### SET PROBLEM
Everything from the line with "Can you find the owl streaked" through the last line of the records below should be copied exactly, both ends included.
■ ■ ■ ■ ■ ■ ■
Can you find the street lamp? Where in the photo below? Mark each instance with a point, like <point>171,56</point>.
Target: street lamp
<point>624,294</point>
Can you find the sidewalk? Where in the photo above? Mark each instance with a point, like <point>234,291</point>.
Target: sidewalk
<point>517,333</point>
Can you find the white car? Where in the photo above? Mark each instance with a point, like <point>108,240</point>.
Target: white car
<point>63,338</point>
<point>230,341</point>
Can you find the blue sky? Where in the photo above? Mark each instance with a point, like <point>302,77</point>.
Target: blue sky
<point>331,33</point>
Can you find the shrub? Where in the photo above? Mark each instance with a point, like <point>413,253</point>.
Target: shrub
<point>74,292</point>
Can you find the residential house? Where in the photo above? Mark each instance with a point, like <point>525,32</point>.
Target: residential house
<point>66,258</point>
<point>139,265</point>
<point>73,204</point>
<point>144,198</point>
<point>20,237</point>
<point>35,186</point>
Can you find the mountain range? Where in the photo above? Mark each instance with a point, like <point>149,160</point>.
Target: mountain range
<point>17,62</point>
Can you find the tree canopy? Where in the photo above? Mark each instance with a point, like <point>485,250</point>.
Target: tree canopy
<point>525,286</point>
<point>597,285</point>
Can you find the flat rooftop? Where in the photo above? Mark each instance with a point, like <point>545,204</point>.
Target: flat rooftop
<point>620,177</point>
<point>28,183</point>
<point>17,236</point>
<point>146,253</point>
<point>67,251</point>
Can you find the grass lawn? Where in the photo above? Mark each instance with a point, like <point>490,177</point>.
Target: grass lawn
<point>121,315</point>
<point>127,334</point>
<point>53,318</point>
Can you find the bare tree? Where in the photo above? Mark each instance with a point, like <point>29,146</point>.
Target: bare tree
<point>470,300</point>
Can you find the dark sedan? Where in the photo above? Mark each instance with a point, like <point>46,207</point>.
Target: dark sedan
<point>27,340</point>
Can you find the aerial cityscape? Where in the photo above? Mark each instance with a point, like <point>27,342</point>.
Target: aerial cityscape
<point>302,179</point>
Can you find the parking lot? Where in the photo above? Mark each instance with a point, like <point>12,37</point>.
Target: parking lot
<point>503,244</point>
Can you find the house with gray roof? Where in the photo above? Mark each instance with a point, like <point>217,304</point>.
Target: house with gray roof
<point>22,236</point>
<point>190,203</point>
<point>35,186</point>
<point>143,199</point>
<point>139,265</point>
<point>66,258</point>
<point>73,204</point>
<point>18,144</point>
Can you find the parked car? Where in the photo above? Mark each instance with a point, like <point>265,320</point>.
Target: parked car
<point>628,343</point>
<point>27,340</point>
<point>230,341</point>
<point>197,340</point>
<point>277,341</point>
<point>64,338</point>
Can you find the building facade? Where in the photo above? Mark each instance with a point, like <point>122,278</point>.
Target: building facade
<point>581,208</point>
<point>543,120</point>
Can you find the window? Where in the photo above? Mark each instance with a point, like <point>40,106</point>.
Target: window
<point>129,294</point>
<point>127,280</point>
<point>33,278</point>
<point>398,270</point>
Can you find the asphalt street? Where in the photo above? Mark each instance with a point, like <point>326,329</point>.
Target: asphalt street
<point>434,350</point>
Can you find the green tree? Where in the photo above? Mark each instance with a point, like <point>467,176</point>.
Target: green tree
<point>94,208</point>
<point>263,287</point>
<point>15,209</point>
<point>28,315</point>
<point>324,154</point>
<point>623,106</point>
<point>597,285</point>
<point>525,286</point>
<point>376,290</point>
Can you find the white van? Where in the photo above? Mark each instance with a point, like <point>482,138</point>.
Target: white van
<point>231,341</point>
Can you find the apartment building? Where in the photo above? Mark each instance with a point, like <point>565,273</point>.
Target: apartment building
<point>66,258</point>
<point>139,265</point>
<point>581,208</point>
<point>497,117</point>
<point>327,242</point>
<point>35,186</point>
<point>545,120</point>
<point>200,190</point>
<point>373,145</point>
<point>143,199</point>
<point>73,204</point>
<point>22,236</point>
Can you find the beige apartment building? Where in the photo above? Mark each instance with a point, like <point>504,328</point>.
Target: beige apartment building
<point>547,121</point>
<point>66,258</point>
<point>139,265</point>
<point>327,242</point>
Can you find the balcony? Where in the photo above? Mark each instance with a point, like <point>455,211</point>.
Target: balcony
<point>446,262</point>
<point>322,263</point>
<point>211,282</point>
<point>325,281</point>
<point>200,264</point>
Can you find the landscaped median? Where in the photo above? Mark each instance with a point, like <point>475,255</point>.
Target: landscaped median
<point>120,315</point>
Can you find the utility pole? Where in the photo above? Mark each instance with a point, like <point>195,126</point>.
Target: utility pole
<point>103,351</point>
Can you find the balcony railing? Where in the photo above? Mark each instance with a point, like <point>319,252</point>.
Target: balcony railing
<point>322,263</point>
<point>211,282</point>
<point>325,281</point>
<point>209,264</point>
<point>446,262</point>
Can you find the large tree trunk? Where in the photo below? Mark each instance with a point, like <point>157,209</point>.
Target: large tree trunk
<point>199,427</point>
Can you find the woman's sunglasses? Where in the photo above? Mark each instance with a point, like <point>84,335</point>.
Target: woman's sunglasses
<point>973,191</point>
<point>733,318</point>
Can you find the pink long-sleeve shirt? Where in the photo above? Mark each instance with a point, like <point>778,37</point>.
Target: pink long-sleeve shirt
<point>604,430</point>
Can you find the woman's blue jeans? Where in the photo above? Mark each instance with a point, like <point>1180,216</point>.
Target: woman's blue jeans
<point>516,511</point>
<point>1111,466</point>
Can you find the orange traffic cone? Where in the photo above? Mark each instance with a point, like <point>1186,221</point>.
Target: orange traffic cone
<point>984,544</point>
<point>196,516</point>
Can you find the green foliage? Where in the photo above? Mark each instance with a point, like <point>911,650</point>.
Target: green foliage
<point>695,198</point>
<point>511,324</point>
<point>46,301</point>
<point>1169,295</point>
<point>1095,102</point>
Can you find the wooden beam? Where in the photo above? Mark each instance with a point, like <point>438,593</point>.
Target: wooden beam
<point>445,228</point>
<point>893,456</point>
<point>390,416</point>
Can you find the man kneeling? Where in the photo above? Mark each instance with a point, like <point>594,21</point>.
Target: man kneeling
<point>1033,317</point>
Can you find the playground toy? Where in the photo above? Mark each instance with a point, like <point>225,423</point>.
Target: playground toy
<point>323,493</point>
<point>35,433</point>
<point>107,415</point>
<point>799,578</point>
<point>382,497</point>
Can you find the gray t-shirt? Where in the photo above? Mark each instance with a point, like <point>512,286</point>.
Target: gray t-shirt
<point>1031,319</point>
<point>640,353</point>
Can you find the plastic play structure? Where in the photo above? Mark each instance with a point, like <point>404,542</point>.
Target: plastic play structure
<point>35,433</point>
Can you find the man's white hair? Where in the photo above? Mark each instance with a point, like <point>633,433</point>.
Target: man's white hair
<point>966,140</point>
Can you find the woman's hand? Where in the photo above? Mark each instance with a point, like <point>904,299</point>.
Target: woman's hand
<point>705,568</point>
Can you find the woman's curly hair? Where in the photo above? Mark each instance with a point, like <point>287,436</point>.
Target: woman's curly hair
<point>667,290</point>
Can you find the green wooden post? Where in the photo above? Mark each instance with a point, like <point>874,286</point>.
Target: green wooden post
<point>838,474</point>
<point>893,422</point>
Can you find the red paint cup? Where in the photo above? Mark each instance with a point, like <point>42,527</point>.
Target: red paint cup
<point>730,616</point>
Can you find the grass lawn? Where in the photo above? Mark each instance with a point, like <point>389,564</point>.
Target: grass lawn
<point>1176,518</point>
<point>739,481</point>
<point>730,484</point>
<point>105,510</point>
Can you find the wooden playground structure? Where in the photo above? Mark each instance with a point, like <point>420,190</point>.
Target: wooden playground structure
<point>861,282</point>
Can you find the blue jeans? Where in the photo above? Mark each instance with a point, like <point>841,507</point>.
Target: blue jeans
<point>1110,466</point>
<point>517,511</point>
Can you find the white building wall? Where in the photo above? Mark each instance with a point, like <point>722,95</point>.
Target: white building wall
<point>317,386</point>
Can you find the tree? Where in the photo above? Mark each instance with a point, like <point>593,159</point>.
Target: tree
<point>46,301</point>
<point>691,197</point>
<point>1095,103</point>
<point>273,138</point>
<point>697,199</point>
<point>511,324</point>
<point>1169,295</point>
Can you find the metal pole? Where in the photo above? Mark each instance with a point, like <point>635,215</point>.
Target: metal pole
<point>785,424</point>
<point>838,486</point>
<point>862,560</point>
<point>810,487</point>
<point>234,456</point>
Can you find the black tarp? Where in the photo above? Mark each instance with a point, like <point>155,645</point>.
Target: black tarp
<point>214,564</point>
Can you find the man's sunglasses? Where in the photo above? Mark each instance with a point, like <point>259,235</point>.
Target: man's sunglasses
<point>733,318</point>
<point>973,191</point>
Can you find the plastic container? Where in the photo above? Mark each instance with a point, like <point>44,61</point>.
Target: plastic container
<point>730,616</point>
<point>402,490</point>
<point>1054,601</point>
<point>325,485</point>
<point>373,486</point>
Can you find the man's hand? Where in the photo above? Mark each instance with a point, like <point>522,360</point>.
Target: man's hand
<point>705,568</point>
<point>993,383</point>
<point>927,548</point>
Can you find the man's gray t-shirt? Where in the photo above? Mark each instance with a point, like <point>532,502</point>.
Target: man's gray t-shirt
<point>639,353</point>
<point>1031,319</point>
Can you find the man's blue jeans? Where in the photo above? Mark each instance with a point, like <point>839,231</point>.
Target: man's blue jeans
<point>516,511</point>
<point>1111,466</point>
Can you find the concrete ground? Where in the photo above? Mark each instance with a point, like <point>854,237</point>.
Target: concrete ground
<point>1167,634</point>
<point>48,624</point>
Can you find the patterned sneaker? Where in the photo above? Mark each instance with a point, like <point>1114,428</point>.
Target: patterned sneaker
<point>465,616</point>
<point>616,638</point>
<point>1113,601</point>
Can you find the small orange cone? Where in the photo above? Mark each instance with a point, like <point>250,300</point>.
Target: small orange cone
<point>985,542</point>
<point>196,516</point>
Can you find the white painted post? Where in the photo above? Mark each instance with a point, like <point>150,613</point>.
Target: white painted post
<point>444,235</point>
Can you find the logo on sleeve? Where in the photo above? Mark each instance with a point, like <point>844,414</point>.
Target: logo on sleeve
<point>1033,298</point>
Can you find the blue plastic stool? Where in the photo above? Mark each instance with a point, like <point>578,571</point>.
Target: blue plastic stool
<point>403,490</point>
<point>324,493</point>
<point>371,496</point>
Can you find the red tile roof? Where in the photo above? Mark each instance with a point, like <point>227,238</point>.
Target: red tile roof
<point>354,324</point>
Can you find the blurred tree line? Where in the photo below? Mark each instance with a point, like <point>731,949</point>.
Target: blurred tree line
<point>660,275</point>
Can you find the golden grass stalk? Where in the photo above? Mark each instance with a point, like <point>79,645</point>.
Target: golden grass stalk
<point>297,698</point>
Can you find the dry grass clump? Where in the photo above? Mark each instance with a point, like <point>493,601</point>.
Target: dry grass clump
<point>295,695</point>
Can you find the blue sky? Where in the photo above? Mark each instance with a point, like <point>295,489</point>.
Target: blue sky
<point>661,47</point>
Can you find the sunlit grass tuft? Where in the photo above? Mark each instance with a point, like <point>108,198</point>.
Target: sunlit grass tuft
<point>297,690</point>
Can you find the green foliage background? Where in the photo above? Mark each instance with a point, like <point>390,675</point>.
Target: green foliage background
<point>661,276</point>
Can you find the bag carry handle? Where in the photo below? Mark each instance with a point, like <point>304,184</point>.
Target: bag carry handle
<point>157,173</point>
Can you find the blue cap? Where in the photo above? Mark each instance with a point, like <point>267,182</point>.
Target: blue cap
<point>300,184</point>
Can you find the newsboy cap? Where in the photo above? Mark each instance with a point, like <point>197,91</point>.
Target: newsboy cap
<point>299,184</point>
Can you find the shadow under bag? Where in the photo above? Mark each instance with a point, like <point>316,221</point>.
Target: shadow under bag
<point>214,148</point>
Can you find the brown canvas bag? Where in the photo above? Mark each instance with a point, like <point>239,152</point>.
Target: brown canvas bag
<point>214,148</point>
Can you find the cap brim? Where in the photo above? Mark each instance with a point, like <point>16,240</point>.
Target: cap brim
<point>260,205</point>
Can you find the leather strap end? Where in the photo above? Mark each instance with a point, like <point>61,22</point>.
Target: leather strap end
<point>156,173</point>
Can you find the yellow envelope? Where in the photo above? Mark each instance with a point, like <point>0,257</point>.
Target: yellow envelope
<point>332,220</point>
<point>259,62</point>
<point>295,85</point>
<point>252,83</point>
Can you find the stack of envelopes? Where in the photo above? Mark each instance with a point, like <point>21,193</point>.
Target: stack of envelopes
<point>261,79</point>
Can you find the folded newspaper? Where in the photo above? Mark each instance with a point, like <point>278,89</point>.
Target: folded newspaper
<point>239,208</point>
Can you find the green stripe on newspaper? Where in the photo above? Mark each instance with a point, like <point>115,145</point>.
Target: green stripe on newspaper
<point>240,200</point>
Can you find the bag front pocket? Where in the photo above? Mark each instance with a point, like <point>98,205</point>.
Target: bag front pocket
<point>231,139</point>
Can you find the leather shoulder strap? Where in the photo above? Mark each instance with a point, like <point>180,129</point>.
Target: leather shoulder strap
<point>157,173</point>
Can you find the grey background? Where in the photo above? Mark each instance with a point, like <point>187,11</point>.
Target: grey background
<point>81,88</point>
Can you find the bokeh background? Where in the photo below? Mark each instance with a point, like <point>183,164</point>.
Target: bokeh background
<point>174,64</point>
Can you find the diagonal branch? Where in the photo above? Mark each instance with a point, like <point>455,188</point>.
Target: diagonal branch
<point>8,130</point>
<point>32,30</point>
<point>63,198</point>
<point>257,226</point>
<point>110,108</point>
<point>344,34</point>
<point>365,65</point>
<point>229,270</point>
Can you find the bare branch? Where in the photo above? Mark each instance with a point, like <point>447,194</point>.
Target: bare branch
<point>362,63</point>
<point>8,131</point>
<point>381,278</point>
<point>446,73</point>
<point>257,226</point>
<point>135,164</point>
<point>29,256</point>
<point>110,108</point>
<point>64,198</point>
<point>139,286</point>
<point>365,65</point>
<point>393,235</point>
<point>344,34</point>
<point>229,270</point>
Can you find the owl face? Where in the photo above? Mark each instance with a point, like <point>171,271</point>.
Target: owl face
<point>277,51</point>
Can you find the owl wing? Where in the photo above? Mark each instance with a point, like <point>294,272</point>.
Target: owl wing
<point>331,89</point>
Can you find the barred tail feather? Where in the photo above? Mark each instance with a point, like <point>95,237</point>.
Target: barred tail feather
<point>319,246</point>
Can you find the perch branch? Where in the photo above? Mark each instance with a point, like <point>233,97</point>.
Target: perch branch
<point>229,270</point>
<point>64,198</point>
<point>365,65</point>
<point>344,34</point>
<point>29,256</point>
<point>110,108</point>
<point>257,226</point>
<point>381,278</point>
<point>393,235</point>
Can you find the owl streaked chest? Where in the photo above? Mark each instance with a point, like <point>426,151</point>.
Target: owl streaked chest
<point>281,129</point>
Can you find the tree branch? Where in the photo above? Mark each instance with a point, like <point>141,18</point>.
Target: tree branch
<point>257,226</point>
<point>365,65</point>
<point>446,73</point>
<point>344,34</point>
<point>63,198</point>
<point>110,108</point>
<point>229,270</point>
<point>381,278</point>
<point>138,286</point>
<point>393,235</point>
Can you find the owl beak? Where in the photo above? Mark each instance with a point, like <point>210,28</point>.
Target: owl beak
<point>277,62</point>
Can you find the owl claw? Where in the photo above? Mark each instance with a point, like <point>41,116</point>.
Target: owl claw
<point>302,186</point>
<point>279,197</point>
■ ■ ■ ■ ■ ■ ■
### EXPECTED ANSWER
Can you find the owl streaked chest? Where in the photo above? Mark each instance with a point, like <point>426,151</point>.
Target: owl streaked chest
<point>281,129</point>
Can you find the tree branch? Where in the photo above? Mark each instance with a point, like <point>141,18</point>.
Target: tree branch
<point>257,226</point>
<point>365,65</point>
<point>446,73</point>
<point>344,34</point>
<point>63,198</point>
<point>110,108</point>
<point>229,270</point>
<point>381,278</point>
<point>138,286</point>
<point>393,235</point>
Can you find the owl beak? Where in the photo above? Mark each instance with a point, like <point>210,28</point>.
Target: owl beak
<point>277,62</point>
Can you find the owl claw? Where in the photo above? Mark each instance with a point, like <point>41,116</point>.
Target: owl claw
<point>302,186</point>
<point>279,197</point>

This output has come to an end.